### TASK REQUIREMENTS
1. From the article on Aubigny, Manitoba, list every officeholder named under its government heading, each with the office shown.
2. Reproduce word for word the passage of the article on Aubigny, Manitoba that lies between "Aubigny is a" and "to the west.", inclusive.
===== EXCERPT PROVIDED
- Aubigny Location of Aubigny in Manitoba
- Coordinates: 49°27′29.1″N 97°14′47.9″W﻿ / ﻿49.458083°N 97.246639°W
- Country: Canada
- Province: Manitoba
- Region: Pembina Valley
- Census Division: No. 3
- Rural Municipality: R.M. of Morris

Government
- • Mayor: Mayor Miguel Laroche
- • MP (Provencher): Ted Falk
- • MLA (Midland): Lauren Stone
- Time zone: UTC−6 (CST)
- • Summer (DST): UTC−5 (CDT)

= Aubigny, Manitoba =

Aubigny is a small, unincorporated community in the Rural Municipality of Morris, Manitoba, Canada. It is located approximately 31 km south of Winnipeg along the Red River, at the junction of Provincial Road (PR) 205 and St. Mary's Road (PR 246).

Aubigny is still a mostly French-speaking community that consists of several homes and a Roman Catholic church. The bridge over the Red River provides primary access to Aubigny, as it links the community to Highway 75 2 km to the west.

==Etymology==
Aubigny is named in 1903 for Count Antoine d'Aubigny, a French nobleman, who established the local parish with his wealth. Before this, the community was known as La Grande Pointe de la Saline, which translates from French to mean The Large Pointe of the Salt Marsh.

==History==
The first settlers, all of Québécois-heritage, came from Nashua, New Hampshire in 1877, more francophone settlers from Eastern Canada arrived throughout the 1880s. The Aubigny post office was opened in 1885 and was closed in 1970. The Provencher School served the area from 1898 to 1968 and was taught by nuns from the Sisters of Holy Cross order from 1932 until its closure. The parish was founded in 1903, with the original church, a wooden structure, was constructed in 1904. St. Anthony of Padua was declared patron of the church in 1911. It was later replaced by a brick one in 1932, which was rebuilt in 1978 after a tornado destroyed it. In the 1950 flood, the centre of the village was spared, however all roads leading to Aubigny were inundated, necessitating the evacuation of the community. A local credit union was founded in 1961. A bridge was completed across the Red River in 1966, replacing the succession of ferries which had served the community since 1884.
==========
===== DATASET RECORDS
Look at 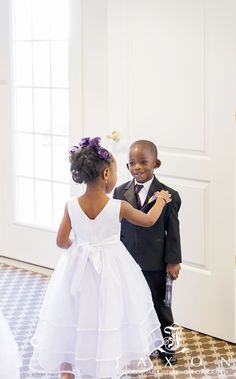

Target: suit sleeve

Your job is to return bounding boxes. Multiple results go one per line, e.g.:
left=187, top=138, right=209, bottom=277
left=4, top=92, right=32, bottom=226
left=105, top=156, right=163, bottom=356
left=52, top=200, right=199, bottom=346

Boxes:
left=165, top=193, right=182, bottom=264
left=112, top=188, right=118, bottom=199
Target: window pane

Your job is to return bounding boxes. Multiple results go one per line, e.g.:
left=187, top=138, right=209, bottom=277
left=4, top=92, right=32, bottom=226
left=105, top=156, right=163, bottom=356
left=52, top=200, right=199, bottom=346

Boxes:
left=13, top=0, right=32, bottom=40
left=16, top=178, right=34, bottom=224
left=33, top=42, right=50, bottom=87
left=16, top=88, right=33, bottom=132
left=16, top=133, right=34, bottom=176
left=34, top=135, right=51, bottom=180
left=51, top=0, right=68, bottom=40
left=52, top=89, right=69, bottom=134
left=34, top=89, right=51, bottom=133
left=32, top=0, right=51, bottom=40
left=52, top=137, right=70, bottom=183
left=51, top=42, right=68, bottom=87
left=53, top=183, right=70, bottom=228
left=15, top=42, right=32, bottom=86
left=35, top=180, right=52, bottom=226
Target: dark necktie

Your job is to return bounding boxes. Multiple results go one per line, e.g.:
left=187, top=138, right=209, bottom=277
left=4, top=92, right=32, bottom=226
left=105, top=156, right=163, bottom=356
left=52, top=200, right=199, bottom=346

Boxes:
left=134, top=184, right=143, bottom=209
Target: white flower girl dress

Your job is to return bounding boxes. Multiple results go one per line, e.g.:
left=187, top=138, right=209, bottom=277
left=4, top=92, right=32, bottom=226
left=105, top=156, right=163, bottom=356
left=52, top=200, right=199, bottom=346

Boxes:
==========
### WRITTEN RESPONSES
1.
- Mayor: Miguel Laroche
- MP (Provencher): Ted Falk
- MLA (Midland): Lauren Stone

2.
Aubigny is a small, unincorporated community in the Rural Municipality of Morris, Manitoba, Canada. It is located approximately 31 km south of Winnipeg along the Red River, at the junction of Provincial Road (PR) 205 and St. Mary's Road (PR 246).

Aubigny is still a mostly French-speaking community that consists of several homes and a Roman Catholic church. The bridge over the Red River provides primary access to Aubigny, as it links the community to Highway 75 2 km to the west.